_SOURCE DOCUMENT_
Due Wednesday 2/25: Use your textbook and/or the Internet to look up the following terms/events.  Some of them are things that we have already touched upon, but they are important.  (Written homework due=explain the significance of each):  (1) Slave Revolts:  explain the basics of each of the following slave “rebellions;” explain the reactions to each (a) NY Slave Revolt of 1741  (b) The Stono Rebellion 1739 (c) The Denmark Vesey Conspiracy (d) Nat Turner’s Rebellion (2) The American Colonization Society  (3) The American Anti-Slavery Society  (4) The Wilmot Proviso  (5) The Compromise of 1850 (6) The Fugitive Slave Act  (7) Personal Liberty Laws (8) The Ostend Manifesto (9) The Kansas-Nebraska Act  (10) Bleeding Kansas  (11) Dred Scott v. Sandford  (12) The Lecompton Constitution (13) Hinton Helper’s The Impending Crisis of the South (14) John Brown  (15) The Crittendon Compromise

Due Thursday 2/26:  In class DBQ—document analysis.  Written homework: (1) How, specifically, did the US Constitution legitimize the institution of slavery in America?  (2) Why, specifically, did slavery become more and more economically important to the South at the same time that it was dying out in the North?   (3) How and why did most non-Southerners’ attitudes toward slavery begin to change in the mid 1800s?  (4) Why do you think that slavery became the one sectional issue that, ultimately, could not be resolved through compromise? 

Due Friday 2/27: Read “Lincoln’s Journey to Emancipation” by Stephen B. Oates   Written homework due:  (1) What points does Oates make about Lincoln as a person in the first part of this essay?  (2) Do you see a contradiction between Lincoln’s personal views on slavery and his political views?  (3) What was the slave power “conspiracy”?  (3)  As president, what pressures did Lincoln face during the war regarding the issue of emancipation?   (4) What are Oates’ views regarding the Emancipation Proclamation?

Due Monday 3/2: In class--Continue discussing Lincoln’s Journey to Emancipation.  Homework:  Practice AP Exam #2 is due today (multiple choice only) by 7:25 AM (in my hands).  5 Points per period late penalty.  If you are sick and ABSENT all day, email me your answers.   It counts as an exam grade.  You may work with a partner or small group, however, if you do so, please indicate on the top of your scantron the names of the students you worked with.  You may also look answers up (use your notes, the internet, your textbook, an AP review book, your mommy/daddy, whatever).  DO NOT simply copy answers from a friend.  This defeats the purpose of taking a practice exam and will increase your likelihood of failing the AP exam in May.

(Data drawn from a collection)
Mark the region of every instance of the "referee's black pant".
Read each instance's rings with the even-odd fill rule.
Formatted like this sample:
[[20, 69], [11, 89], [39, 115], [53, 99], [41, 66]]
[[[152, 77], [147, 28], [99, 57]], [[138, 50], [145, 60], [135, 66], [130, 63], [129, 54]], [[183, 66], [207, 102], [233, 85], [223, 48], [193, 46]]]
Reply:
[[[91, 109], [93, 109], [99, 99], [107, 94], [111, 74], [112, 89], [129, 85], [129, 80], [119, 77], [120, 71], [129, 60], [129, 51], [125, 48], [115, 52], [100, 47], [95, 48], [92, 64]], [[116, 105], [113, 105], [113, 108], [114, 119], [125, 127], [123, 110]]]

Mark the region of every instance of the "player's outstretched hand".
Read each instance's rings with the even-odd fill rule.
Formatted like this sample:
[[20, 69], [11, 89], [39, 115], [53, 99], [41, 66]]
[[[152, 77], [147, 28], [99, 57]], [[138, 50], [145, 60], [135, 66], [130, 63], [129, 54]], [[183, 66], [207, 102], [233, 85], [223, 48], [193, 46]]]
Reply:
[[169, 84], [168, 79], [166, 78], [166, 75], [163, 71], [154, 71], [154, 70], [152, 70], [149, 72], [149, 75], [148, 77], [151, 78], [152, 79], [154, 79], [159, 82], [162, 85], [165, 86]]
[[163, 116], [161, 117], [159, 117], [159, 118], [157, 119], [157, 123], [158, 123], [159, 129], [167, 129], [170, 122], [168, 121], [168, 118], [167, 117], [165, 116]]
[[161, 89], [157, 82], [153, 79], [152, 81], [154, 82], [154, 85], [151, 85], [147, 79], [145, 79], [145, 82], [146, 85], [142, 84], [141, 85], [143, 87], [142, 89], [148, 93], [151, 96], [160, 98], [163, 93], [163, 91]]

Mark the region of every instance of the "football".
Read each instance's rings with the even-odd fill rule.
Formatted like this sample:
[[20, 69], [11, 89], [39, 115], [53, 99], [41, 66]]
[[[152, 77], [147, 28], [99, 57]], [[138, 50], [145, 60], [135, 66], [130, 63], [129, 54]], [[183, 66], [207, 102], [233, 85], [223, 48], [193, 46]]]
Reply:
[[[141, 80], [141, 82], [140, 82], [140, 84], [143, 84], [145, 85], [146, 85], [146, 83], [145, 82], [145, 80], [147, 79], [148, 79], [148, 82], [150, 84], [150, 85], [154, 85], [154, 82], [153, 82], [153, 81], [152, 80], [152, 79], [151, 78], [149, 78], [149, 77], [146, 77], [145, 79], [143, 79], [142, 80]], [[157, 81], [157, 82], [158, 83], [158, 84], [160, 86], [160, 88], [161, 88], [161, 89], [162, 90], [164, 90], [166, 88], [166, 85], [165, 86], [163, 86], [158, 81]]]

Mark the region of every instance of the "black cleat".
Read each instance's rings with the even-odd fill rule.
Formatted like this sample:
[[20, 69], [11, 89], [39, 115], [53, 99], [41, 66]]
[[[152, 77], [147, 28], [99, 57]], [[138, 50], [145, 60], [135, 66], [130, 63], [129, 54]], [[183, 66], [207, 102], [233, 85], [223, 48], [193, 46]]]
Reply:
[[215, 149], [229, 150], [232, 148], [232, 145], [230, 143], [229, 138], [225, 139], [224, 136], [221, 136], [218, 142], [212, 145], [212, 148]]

==

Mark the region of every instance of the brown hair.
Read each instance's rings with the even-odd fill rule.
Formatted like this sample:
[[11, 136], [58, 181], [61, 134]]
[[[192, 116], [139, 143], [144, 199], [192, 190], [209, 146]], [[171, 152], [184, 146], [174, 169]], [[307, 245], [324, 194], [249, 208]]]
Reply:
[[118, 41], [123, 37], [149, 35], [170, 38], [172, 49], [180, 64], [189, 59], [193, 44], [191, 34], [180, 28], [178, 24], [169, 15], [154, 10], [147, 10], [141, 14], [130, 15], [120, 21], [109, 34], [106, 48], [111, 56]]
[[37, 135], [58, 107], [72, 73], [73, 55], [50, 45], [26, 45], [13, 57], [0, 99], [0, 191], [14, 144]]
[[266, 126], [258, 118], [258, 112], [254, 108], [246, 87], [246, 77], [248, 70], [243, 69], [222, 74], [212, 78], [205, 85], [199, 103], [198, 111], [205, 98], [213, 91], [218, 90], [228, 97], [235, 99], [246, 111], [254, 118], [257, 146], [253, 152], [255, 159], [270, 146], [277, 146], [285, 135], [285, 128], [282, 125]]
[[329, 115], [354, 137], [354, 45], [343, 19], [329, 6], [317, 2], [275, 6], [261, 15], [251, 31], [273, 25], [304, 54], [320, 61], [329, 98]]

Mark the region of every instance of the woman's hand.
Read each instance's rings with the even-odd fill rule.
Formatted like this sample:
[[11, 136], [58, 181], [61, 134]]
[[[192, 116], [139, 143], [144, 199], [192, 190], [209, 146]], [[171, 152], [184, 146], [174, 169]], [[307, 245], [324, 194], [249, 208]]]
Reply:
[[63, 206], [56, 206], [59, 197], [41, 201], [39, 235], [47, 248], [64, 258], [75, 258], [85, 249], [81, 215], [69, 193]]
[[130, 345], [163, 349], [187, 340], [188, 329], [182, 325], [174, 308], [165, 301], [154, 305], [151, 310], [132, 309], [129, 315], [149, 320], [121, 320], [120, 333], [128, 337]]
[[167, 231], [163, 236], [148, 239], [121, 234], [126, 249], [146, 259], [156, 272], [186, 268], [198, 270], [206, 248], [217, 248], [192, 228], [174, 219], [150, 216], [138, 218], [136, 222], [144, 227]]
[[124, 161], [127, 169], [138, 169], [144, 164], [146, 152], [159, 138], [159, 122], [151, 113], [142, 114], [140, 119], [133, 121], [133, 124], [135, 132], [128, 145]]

_PROBLEM SET_
A) In the history homework schedule, by what time on Monday 3/2 is Practice AP Exam #2 due?
B) Carry on the history homework schedule from the point where it stops.

_ANSWERS TO EACH TASK_
A) By 7:25 AM.

B)
Due Tuesday 3/3:  Read “The Ravages of War” by Stephen Oates.  Written homework due: Write a reaction to this essay (one or two good paragraphs).  Also skim through chapters 20 & 21 in your textbook to answer the following questions:
(1) What was the importance of the Border States?  (2)  What were the advantages of each side? (3) How did each side finance the war? (4) What was the significance of the Morrill Tariff and the National Banking Act?  (5) How did each side fill its armies? (6)  Why did “King Cotton” fail the South? (7)  What was the Northern Anaconda Plan? (8) Who were the Copperheads and how did Lincoln deal with them?  (9) How did the Civil War era effect the power of the national government? 

Due Wednesday 3/4:  Read “Antietam”  Written homework due:  Outline the author’s points regarding  (1)  the importance of this battle (2) the effects of the Civil War on America and Americans

Due Thursday 3/5: Read “Reconstruction, America’s Unfinished Business” by Henry Bedford and text 477-485;  Written homework: (1) Identify/explain: The Freedman’s Bureau, Black Codes, Lincoln’s 10% Plan, the Wade-Davis Bill (2) What were the political/legal issues of Reconstruction?  (3) What did the “Radical” Republicans want?  (4) How did the passage of the 13th Amendment indirectly endanger the Republican party?  (5) What was Congress’ response to the return of southern legislators in 1865?  (6) What steps did Congress take to rein in Andrew Jackson’s presidential power?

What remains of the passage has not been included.